- Document passage:

┌────────

Looks like you guys got a lot of rain in College Station, looking at the map.   And Houston, OMG!, and it's not over with yet! 
Let's keep them in our prayers.  This storm is retracting back to the gulf and then start heading north and hit between Houston and Beaumont around Wednesday.   

I came out okay. More wind damage than anything.  House is in tack, just no electricity.  Power should be restored soon.  We got to go get all of the food from the fridge and freezer today, so we don't loose it.

Ken


----------



## dlane (Aug 28, 2017)

Glad things should work out for you Ken , hopefully round two won't affect you , God bless Texas


----------



## Alan H. (Aug 28, 2017)

Ken, It is great to hear that things aren't too bad at your house.  Having lived on the gulf coast for many years of my life I can truly appreciate what you and your friends are going through.  

Like many, I have family and friends in Houston that I am trying to keep up with.


----------



## bss1 (Aug 28, 2017)

All good at our place here in Houston (memorial area).

└────────

- Dataset rows:
┌────────

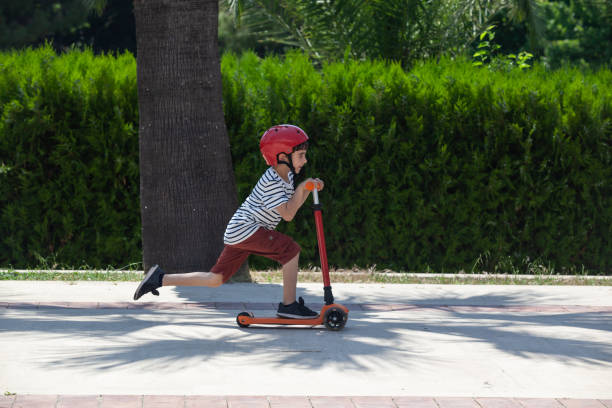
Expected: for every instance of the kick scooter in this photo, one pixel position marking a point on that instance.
(333, 315)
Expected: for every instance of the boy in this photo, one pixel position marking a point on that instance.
(252, 228)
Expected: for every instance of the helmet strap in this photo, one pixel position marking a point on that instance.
(290, 165)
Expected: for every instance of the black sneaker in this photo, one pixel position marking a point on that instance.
(150, 283)
(296, 311)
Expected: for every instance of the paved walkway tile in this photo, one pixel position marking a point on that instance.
(373, 402)
(331, 402)
(289, 402)
(498, 403)
(447, 402)
(77, 401)
(35, 401)
(415, 402)
(247, 402)
(205, 401)
(539, 403)
(581, 403)
(163, 401)
(121, 401)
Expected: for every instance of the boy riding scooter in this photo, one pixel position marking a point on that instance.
(252, 228)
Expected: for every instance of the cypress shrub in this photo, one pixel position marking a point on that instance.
(444, 167)
(69, 156)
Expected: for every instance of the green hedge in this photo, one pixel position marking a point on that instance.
(442, 168)
(69, 160)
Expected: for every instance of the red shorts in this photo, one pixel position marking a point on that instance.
(269, 243)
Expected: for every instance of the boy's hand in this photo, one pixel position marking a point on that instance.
(316, 181)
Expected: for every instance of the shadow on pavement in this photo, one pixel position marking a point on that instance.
(109, 338)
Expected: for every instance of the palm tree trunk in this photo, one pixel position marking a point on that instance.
(187, 189)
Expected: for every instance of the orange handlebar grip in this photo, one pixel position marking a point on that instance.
(310, 186)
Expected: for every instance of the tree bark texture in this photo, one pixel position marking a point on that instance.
(187, 186)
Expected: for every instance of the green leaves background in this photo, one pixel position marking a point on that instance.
(443, 167)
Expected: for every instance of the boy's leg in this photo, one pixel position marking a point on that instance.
(290, 273)
(227, 264)
(209, 279)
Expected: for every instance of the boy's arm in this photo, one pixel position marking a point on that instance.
(290, 208)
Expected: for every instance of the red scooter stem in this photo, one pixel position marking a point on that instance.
(322, 250)
(328, 296)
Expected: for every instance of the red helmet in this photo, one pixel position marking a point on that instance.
(280, 139)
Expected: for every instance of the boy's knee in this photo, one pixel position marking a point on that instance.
(216, 280)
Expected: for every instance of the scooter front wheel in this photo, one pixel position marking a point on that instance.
(243, 325)
(335, 318)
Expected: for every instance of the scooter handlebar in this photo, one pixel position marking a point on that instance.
(310, 185)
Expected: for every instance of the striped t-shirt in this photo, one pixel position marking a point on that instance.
(258, 209)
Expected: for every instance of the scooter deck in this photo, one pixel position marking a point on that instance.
(246, 319)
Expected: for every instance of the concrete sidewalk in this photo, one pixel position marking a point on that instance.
(405, 341)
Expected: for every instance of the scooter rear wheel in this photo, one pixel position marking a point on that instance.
(335, 318)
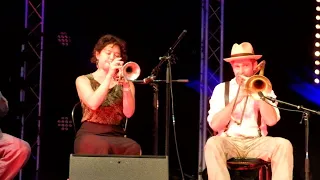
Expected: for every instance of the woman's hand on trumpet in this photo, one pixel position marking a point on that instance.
(115, 66)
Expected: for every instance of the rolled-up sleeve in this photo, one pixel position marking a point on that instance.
(216, 102)
(4, 108)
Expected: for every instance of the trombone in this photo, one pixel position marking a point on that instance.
(253, 85)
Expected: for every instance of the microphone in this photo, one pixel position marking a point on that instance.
(263, 97)
(148, 79)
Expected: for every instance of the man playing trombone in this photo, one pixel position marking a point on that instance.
(241, 123)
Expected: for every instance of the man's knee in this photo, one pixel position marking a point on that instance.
(213, 143)
(284, 144)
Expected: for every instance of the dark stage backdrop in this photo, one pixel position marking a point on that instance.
(281, 31)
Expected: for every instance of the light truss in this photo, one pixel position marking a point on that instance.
(211, 61)
(31, 75)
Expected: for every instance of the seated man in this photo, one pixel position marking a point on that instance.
(14, 152)
(242, 130)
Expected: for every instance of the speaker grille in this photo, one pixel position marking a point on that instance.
(118, 167)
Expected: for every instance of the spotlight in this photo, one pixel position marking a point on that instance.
(64, 39)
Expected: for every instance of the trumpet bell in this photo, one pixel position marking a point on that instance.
(131, 71)
(258, 83)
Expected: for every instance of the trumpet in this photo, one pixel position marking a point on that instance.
(253, 85)
(130, 71)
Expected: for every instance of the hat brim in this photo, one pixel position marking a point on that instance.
(254, 57)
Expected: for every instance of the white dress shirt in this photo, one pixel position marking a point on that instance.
(249, 126)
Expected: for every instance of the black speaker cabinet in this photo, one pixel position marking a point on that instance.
(111, 167)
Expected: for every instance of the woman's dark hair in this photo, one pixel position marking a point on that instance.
(106, 40)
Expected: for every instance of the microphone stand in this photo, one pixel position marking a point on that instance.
(169, 58)
(305, 116)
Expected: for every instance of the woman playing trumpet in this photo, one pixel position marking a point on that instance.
(105, 102)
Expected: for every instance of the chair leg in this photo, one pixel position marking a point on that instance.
(268, 172)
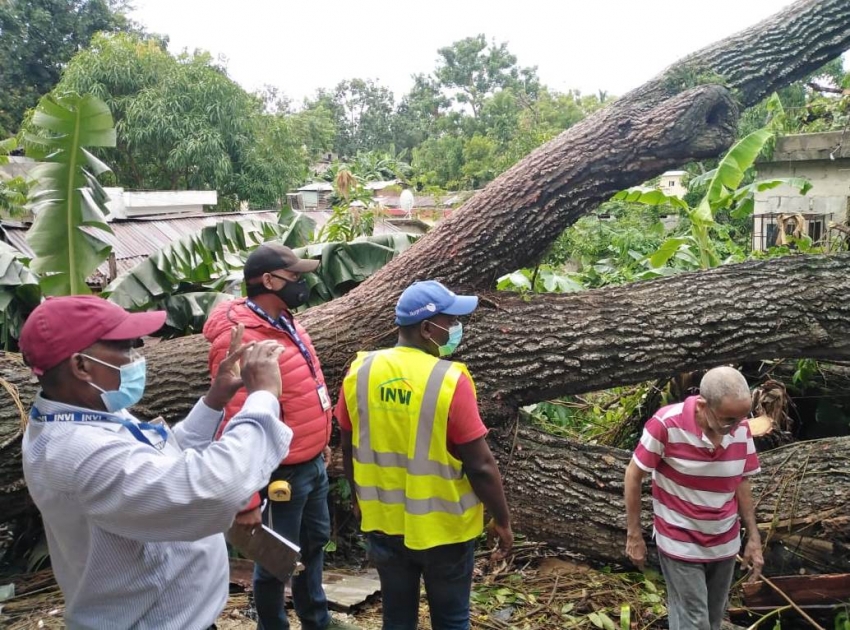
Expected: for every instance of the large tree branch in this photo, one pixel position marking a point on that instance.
(527, 350)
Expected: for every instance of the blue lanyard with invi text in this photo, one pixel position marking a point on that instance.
(281, 323)
(134, 428)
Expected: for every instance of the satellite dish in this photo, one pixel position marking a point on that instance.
(406, 200)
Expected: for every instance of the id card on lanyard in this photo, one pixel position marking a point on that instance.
(135, 428)
(281, 323)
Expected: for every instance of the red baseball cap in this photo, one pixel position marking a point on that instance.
(62, 326)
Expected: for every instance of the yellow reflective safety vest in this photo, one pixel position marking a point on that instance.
(407, 482)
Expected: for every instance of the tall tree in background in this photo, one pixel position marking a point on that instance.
(37, 38)
(419, 114)
(474, 70)
(363, 111)
(184, 124)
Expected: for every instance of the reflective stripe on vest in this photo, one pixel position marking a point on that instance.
(418, 507)
(421, 464)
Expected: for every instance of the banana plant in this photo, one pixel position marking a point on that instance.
(207, 260)
(68, 202)
(19, 293)
(724, 191)
(189, 277)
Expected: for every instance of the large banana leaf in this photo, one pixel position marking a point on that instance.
(347, 264)
(174, 278)
(208, 259)
(186, 313)
(19, 293)
(67, 195)
(729, 174)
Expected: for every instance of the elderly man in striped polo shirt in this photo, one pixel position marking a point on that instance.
(700, 454)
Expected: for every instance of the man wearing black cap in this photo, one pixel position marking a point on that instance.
(134, 511)
(414, 450)
(298, 489)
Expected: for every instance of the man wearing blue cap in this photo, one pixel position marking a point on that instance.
(414, 449)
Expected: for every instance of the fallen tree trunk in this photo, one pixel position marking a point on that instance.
(523, 350)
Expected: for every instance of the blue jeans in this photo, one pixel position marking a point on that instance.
(447, 571)
(305, 520)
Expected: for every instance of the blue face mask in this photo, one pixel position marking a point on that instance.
(130, 389)
(455, 335)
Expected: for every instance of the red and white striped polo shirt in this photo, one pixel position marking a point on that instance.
(694, 483)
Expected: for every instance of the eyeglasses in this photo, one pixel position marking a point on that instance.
(726, 420)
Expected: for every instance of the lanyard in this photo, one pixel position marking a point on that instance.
(92, 416)
(281, 323)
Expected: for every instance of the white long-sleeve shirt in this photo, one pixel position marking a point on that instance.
(135, 533)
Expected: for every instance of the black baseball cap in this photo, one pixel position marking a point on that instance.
(270, 257)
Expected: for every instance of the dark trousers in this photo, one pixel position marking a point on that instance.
(306, 521)
(697, 592)
(447, 571)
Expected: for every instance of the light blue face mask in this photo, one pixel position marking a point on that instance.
(455, 335)
(130, 389)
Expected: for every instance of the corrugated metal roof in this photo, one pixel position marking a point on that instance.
(134, 240)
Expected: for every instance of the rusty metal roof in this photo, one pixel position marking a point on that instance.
(133, 240)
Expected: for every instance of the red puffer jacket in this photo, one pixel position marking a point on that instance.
(300, 407)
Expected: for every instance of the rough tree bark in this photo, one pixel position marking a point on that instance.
(570, 494)
(674, 118)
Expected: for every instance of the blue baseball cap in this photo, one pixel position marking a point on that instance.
(425, 299)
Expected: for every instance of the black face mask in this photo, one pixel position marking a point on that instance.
(293, 294)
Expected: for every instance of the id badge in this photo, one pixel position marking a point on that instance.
(323, 397)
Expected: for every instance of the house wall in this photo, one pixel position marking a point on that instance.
(671, 184)
(827, 202)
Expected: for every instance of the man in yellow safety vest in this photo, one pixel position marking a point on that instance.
(414, 450)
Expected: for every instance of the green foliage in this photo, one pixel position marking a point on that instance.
(362, 111)
(353, 211)
(68, 202)
(593, 418)
(473, 70)
(19, 293)
(208, 260)
(14, 191)
(184, 124)
(37, 38)
(345, 265)
(543, 279)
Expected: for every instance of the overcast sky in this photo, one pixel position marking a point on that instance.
(299, 46)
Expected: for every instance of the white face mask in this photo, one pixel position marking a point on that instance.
(131, 387)
(455, 335)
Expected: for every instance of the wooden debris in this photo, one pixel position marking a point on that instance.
(805, 590)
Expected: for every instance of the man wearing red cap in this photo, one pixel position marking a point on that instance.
(135, 512)
(298, 489)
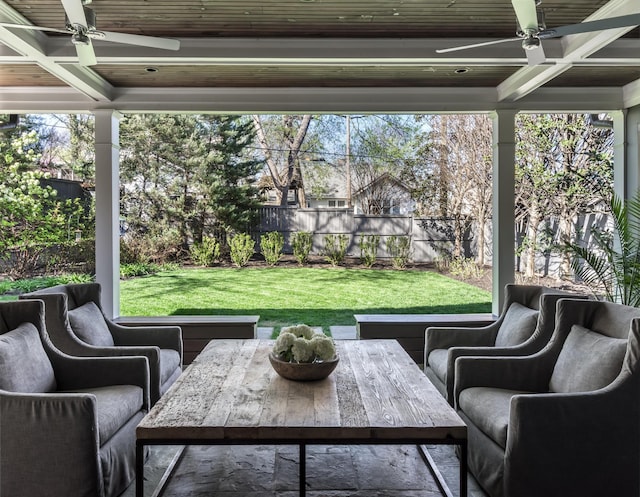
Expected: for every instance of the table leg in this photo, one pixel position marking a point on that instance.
(303, 470)
(139, 469)
(463, 469)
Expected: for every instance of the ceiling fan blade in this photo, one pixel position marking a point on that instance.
(589, 26)
(86, 55)
(35, 28)
(527, 14)
(144, 41)
(75, 12)
(535, 56)
(475, 45)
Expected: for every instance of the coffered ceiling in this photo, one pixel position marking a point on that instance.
(318, 56)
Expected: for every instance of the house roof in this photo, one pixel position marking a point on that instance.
(319, 56)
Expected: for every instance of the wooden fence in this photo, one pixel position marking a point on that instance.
(430, 237)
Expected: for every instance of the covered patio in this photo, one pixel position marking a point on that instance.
(295, 56)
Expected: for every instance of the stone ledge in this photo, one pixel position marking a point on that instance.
(409, 329)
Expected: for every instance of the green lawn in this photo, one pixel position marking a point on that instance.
(284, 296)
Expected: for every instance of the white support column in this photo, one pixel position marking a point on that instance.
(504, 153)
(620, 174)
(629, 161)
(107, 149)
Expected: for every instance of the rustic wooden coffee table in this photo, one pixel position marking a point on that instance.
(231, 395)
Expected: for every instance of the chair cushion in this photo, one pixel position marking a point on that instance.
(518, 325)
(437, 361)
(169, 362)
(588, 361)
(488, 408)
(89, 325)
(24, 364)
(116, 405)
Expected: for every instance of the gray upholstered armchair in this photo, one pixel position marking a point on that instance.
(78, 327)
(564, 421)
(67, 424)
(523, 328)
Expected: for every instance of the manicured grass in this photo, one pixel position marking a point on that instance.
(285, 296)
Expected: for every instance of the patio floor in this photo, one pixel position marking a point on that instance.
(332, 471)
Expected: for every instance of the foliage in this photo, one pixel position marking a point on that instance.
(271, 245)
(464, 267)
(186, 172)
(564, 165)
(399, 249)
(612, 266)
(369, 249)
(32, 218)
(335, 248)
(207, 252)
(159, 246)
(242, 247)
(322, 296)
(131, 270)
(32, 284)
(301, 343)
(302, 244)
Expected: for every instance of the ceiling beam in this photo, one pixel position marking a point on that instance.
(33, 46)
(576, 48)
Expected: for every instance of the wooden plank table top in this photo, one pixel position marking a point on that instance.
(231, 393)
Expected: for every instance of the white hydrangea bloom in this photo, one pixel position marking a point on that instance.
(323, 347)
(283, 342)
(302, 350)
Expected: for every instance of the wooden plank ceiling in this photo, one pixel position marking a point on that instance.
(443, 22)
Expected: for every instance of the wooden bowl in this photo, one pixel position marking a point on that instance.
(303, 371)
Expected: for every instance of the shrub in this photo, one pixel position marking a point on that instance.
(369, 249)
(335, 248)
(138, 269)
(242, 247)
(464, 268)
(271, 245)
(206, 253)
(399, 249)
(302, 243)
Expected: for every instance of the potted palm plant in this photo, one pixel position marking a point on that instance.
(611, 266)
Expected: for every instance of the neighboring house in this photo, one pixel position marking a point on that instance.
(384, 195)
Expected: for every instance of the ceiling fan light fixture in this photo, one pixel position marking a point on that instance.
(80, 39)
(531, 43)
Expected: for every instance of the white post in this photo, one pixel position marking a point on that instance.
(627, 160)
(107, 150)
(504, 153)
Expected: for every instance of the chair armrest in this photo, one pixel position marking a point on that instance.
(583, 443)
(90, 372)
(445, 337)
(164, 337)
(529, 373)
(46, 434)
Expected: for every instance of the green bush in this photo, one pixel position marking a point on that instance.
(335, 248)
(369, 249)
(242, 247)
(399, 249)
(302, 243)
(271, 245)
(138, 269)
(206, 253)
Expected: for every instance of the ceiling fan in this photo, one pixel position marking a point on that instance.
(533, 30)
(81, 24)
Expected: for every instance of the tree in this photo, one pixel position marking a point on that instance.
(281, 141)
(32, 218)
(563, 166)
(183, 173)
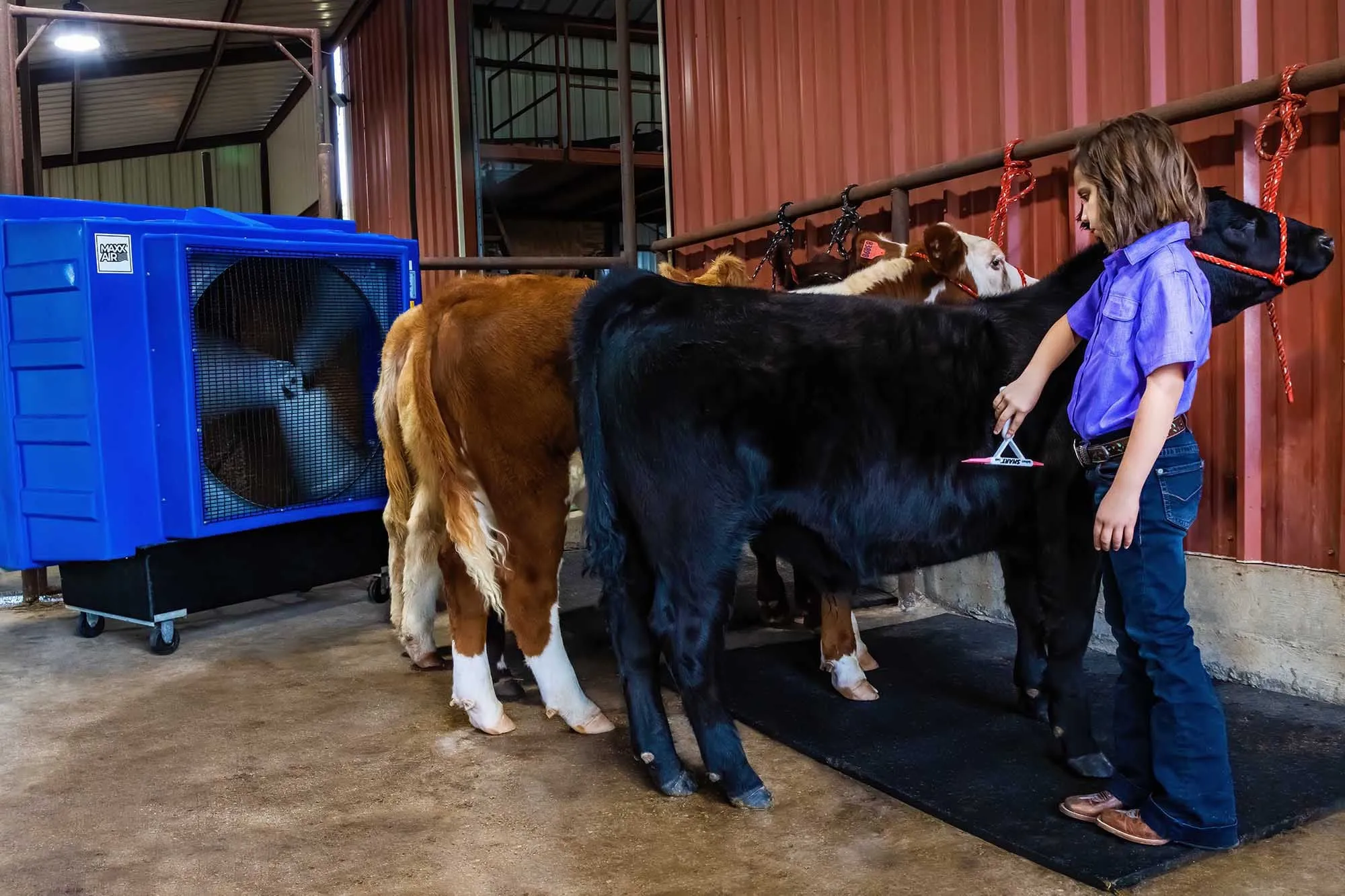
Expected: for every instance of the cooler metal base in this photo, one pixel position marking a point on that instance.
(165, 583)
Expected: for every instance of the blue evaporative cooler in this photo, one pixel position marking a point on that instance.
(186, 411)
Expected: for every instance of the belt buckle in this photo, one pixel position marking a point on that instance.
(1081, 452)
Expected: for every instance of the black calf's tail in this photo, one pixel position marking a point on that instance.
(603, 304)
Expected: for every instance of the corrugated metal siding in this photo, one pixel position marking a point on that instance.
(244, 99)
(777, 100)
(174, 181)
(293, 159)
(237, 178)
(379, 123)
(116, 112)
(379, 127)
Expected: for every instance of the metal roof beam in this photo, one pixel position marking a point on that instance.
(198, 96)
(159, 64)
(116, 154)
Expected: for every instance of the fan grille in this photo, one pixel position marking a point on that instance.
(311, 438)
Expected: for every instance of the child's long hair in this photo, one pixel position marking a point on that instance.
(1145, 179)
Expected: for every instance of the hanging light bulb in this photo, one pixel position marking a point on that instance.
(75, 36)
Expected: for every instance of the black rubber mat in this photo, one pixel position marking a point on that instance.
(945, 737)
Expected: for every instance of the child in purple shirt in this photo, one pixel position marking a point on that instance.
(1147, 322)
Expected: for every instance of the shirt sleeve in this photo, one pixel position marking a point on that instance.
(1169, 323)
(1083, 314)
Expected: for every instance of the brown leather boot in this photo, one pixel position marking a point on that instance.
(1089, 806)
(1128, 825)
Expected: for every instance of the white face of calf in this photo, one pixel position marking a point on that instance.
(989, 268)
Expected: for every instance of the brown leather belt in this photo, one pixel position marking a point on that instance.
(1094, 454)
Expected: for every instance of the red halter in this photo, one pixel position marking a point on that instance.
(1292, 128)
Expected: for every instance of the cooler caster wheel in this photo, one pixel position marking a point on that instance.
(165, 638)
(91, 624)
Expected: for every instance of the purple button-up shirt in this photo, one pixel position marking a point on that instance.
(1149, 309)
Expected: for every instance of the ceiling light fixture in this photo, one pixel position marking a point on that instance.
(75, 36)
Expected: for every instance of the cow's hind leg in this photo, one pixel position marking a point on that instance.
(531, 592)
(696, 643)
(1030, 667)
(422, 579)
(841, 654)
(629, 608)
(771, 599)
(396, 564)
(474, 689)
(506, 686)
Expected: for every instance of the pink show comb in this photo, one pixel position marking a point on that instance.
(999, 459)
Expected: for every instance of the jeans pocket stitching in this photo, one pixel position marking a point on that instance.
(1178, 509)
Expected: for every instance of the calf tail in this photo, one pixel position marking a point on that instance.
(467, 512)
(602, 304)
(396, 470)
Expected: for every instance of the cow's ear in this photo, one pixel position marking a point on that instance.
(945, 248)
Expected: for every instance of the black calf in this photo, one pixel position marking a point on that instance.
(836, 427)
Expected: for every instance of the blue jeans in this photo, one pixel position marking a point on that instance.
(1171, 747)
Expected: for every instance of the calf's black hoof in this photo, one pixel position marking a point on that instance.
(757, 798)
(679, 786)
(1091, 766)
(1035, 706)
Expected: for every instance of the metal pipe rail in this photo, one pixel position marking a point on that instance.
(525, 263)
(11, 151)
(1250, 93)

└────────

- Problems and tasks:
1: Decide whether each statement agrees with the storm thread above. Answer yes or no for each, and quote the deciding words from the thread.
(a) Ken's house suffered more flood damage than wind damage.
(b) The storm is expected to hit between Houston and Beaumont around Wednesday.
(c) bss1 reports that everything is fine at their place in Houston.
2: Rewrite the paragraph of the storm thread that begins "Ken, It is great to hear" in a shorter form that keeps its main facts.

- Task answers:
1:
(a) No: "More wind damage than anything."
(b) Yes: "hit between Houston and Beaumont around Wednesday"
(c) Yes: "All good at our place here in Houston (memorial area)."

2: Alan H. is glad that things are not too bad at Ken's house. Having lived on the gulf coast for many years, Alan H. understands what Ken and Ken's friends are going through.